_Complete the following_
(1) From the article on kids and money, set down the passage word for word, beginning at the words "Money does not grow" and stopping after "them about money.".
(2) Answer these questions using the article on kids and money.
(a) By what age are money habits in children formed, according to the University of Cambridge?
(b) How many in ten children say they were taught about money and finance in school?
(c) What are the names of Mahesh Odhrani's three kids?
(3) Extend the article on kids and money, picking up right after its final sentence.

_Selected excerpt_
■ ■ ■ ■ ■

How important is the relationship between kids and money? This is a perfect topic for the season since kids are home for summer break. According to the University of Cambridge, money habits in children are formed by the age of 7. During this period, the brain increases in size fourfold largely because of a rapid increase in the number of synaptic connections between neurons in the cerebral cortex.1 In short, children during this time adapt to each of the experiences they go through at an exponential rate, so it is vital to make these experiences as positive as possible including when it comes to money habits.

For example, these connections start as early as when a child realizes a dime is worth more than a nickel, even though it is smaller in size. Building on those connections can be a valuable way to show the worth of money, as well as the hard work that goes into attaining and keeping your income. As the child interacts within their environment in their daily lives, they observe dynamic interactions between people and objects and their brains attempt to make meaning of it all.1

This is an especially important discussion because many kids do not learn about money in school, underscoring the importance of beginning this education at home. Research shows that only four in ten children say they were taught about money and finance in school.2 Therefore, learning how to raise a financially responsible child can be a critical tool to help them in their future.

Training your kids with simple ways to save will set them up for success. Mahesh Odhrani had the pleasure of being on local Las Vegas outlet Fox 5 News with his three kids, Nirvan, Rehan, and Yasmin, to share three tips for teaching kids about money.


Tip #1: Be Honest When It Comes to Money

Be honest. It is incredibly important to talk to kids about money. To avoid them having a jaded view about money, it is important for them to recognize the value of money, especially the fact that money does not come easily.

Money does not grow on trees, and we cannot always buy everything that our children want. Hence, it would be beneficial to show kids the importance of working hard and dedication, and the importance of earning that paycheck. This highlights the importance of being honest when talking to them about money.

More than anything, one of the biggest positives of being honest with kids regarding money is that it allows them to be comfortable in such discussions as they grow up. You want to empower them to know that if they cannot afford something at a given moment, it is not the end of the world. They can wait a little longer, save a little more, and plan to purchase the desired item in the near future.

■ ■ ■ ■ ■

_Recorded information_
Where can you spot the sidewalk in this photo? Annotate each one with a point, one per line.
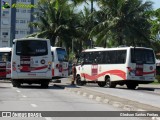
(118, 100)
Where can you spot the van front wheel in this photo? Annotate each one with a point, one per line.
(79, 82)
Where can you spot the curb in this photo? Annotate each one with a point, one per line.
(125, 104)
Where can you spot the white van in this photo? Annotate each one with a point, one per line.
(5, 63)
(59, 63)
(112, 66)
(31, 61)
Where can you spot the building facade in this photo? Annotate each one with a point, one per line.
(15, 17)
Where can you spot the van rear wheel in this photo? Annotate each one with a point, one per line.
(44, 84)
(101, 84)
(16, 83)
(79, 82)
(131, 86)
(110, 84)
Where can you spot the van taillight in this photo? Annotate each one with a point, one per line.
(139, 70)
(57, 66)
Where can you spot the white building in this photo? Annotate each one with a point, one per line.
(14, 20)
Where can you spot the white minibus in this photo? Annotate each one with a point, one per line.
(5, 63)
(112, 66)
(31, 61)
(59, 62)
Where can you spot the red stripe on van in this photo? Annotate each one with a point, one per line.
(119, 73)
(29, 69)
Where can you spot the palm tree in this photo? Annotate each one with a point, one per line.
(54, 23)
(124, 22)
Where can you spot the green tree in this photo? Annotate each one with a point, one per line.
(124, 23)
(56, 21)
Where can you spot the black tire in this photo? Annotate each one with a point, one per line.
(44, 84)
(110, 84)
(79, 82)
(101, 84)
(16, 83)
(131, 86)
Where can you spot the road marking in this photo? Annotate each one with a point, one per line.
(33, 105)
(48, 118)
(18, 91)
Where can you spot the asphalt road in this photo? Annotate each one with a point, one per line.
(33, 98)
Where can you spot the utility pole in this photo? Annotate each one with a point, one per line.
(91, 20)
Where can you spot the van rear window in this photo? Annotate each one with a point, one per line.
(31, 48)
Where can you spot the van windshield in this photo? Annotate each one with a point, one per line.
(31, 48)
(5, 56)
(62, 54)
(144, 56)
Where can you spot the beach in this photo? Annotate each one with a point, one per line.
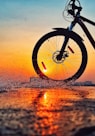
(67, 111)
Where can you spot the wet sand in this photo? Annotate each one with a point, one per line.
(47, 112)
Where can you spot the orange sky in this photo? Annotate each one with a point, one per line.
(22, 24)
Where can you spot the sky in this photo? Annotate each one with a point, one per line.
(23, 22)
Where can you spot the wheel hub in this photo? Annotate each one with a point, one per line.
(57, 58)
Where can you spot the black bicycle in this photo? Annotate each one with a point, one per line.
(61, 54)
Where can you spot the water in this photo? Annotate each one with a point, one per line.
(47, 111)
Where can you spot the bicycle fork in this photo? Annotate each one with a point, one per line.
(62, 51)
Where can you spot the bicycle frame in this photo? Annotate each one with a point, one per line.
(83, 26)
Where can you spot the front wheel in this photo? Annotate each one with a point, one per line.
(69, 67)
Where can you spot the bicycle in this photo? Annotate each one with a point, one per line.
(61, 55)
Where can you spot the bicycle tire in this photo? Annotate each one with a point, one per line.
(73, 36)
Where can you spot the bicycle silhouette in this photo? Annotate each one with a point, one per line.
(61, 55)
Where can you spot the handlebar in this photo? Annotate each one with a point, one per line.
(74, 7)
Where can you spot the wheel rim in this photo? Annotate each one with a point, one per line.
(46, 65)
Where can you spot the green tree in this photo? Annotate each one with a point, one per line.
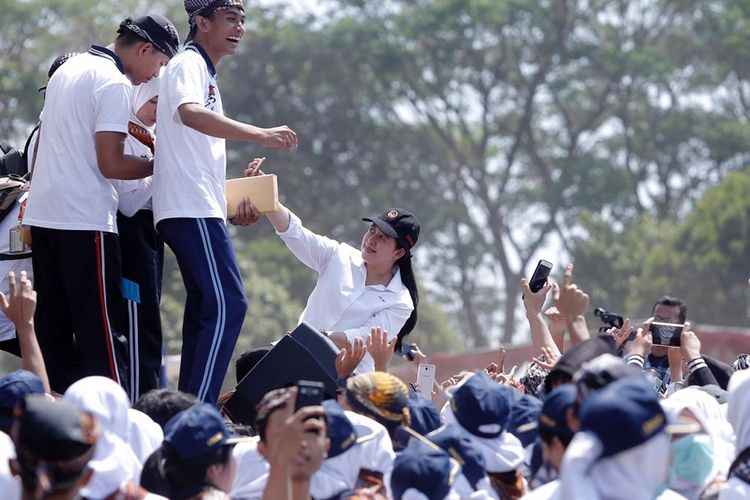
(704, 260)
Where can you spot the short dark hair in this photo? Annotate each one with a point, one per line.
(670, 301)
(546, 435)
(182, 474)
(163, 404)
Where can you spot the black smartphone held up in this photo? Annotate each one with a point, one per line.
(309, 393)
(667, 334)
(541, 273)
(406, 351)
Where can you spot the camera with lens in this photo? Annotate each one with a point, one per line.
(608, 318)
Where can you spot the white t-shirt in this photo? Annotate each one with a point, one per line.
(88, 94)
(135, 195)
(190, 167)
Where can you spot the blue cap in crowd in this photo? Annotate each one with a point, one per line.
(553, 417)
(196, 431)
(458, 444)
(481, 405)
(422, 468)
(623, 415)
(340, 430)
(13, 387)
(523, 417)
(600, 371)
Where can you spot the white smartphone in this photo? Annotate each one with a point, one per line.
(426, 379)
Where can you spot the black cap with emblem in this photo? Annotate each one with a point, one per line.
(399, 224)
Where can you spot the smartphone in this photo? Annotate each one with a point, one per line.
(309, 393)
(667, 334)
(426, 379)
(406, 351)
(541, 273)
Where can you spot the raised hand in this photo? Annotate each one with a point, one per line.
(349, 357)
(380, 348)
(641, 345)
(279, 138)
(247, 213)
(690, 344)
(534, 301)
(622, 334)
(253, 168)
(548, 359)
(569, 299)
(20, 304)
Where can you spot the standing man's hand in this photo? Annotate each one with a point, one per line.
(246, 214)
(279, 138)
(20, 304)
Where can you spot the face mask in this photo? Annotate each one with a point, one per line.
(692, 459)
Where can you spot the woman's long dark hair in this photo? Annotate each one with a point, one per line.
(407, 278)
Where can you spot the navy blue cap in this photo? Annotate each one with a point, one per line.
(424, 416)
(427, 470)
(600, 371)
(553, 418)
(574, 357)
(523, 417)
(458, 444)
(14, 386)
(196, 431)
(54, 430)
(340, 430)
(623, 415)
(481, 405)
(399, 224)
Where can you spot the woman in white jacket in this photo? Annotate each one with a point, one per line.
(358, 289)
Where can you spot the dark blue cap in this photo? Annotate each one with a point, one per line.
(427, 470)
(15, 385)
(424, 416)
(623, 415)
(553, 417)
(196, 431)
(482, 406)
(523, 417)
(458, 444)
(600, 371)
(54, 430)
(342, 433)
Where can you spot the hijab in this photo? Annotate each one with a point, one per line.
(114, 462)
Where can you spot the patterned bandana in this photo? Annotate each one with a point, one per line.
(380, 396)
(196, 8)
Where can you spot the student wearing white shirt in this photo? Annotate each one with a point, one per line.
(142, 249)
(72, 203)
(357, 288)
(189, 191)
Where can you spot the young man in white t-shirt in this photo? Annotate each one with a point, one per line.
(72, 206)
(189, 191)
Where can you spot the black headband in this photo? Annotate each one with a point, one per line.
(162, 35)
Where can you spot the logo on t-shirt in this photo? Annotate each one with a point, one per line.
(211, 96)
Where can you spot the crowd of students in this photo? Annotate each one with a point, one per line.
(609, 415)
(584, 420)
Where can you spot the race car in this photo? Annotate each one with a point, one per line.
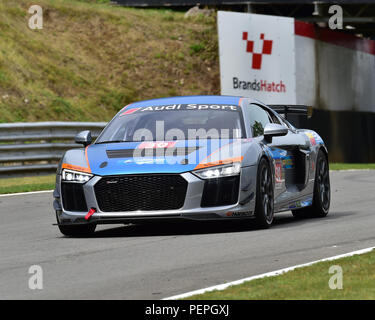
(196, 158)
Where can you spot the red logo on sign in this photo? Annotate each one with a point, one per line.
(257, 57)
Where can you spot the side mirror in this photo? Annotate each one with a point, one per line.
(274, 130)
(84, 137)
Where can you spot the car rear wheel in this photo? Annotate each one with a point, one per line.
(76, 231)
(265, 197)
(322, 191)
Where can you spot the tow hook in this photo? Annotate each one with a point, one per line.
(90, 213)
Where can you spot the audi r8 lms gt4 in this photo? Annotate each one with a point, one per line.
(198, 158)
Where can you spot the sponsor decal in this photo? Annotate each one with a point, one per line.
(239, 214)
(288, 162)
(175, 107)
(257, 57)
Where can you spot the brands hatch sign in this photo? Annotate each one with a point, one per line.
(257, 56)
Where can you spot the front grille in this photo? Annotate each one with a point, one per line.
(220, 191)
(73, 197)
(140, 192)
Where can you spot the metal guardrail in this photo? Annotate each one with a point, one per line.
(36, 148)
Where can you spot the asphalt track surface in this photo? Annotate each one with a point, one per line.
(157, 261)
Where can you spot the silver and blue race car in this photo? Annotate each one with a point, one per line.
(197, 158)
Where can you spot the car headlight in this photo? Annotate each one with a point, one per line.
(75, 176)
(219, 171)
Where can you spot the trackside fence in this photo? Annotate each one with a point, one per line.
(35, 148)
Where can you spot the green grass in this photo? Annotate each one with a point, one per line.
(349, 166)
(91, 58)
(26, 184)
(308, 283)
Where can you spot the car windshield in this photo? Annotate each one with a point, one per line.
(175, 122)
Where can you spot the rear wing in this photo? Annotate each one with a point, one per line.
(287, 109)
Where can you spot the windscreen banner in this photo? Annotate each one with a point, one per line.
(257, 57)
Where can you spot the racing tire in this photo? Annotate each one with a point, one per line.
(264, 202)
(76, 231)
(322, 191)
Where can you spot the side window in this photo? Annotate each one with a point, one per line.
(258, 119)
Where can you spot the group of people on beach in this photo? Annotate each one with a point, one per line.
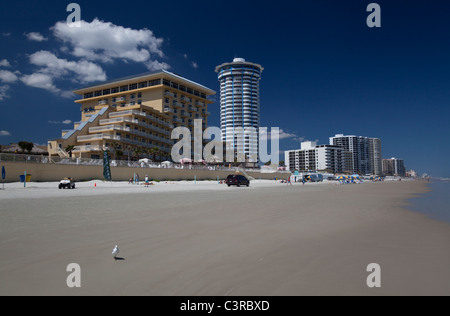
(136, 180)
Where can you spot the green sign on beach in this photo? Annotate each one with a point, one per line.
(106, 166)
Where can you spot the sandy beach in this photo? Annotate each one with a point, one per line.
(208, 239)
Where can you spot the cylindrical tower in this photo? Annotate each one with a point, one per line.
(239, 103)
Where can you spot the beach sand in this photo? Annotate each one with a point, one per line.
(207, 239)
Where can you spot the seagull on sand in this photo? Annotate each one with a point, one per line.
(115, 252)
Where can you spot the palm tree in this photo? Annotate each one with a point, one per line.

■ ■ ■ ■ ■

_The answers_
(1)
Money does not grow on trees, and we cannot always buy everything that our children want. Hence, it would be beneficial to show kids the importance of working hard and dedication, and the importance of earning that paycheck. This highlights the importance of being honest when talking to them about money.

(2)
(a) By the age of 7.
(b) Four in ten.
(c) Nirvan, Rehan, and Yasmin.

(3)
Tip #2: Watch Your Spending

Tip number two is to watch your spending. Kids are like sponges and learn A LOT from us. So, they take on all the habits we as parents portray and show them. Therefore, it is about watching how you are spending money in front of kids and teaching them how to make the right choices.

Sometimes, it’s okay to spend $5 for a cup of hot chocolate at your favorite cafe. But most of the time, it’s important to show them that if you spend $0.50 to make a cup of hot chocolate at home, you can save the rest. Again, you can look at this as an opportunity to reinforce this thinking in a positive manner. For example, if there is a toy your kid has asked you to buy recently, you can show them that if they drink the drinks that they have at home for a week, they can get that toy a lot sooner with the money they did not spend at the cafe.

When it comes to spending, you can also help children by illustrating the basic concepts of taxes and expenses. This might not be the easiest conversation to have, but teaching kids about the bills we must pay allows them to factor it into their spending. Expanding on these expenses such as how these bills may pay for our house, water, and power can highlight a direct correlation for children to follow.

The reality is that in this modern day, most of our spending is digital. Although this comes with a variety of benefits, a small caveat is that children don’t get to visually see how much money is being spent. Therefore, taking a couple of minutes after a purchase or trip to the store to break down how much money was spent can teach kids what to expect and what to aim for in terms of spending. Discussions like these can help kids understand the importance of sound saving habits from a young age.


Tip #3: Saving and Donating                         

The third and final tip is going to be saving and donating. Again, it’s important for kids to understand the importance of saving. Ultimately, being able to manage your finances comes down to the choices you make. It’s not about how much you make, it’s about how much you keep. So, teaching kids about saving with their allowance or chore money is a great place to start.

It is crucial to let kids know they can’t just go and spend all their money on any of their favorite video games or toys. It’s important for them to take a portion of it and save for their future as well. A great way for parents to start this early on is by including your kids in your banking activities, such as making deposits, withdrawals, and transfers. To take it a step further, starting an investment account for your children and explaining the basic ins and outs of how their money can grow sets them on the right foot for their financial future.

A vital tip that is often not talked about enough is teaching children about donating. It is important for them to pick their favorite charities, take a piece of their income, from allowances or chore money, and make the donations. This can help teach kids to recognize when they are fortunate, and that charities help other people that may not be as fortunate as them. To strengthen this connection with gratitude, inviting the kids to see how their donations are making a difference, such as taking them to buy canned foods for the local food bank and dropping them off, can make them even more eager to contribute more.

Teaching your kids about money can be the first step in setting them up for financial freedom and financial security in the future. Financial literacy for children can be a complex subject, so we hope we have given you a couple of tips to help you on their journey.  If you have any questions regarding your own financial situation, please visit our website and check out all the available resources on our page. If you would like to speak with an experienced financial advisor, please book a complimentary consultation or call us at 702-907-7444.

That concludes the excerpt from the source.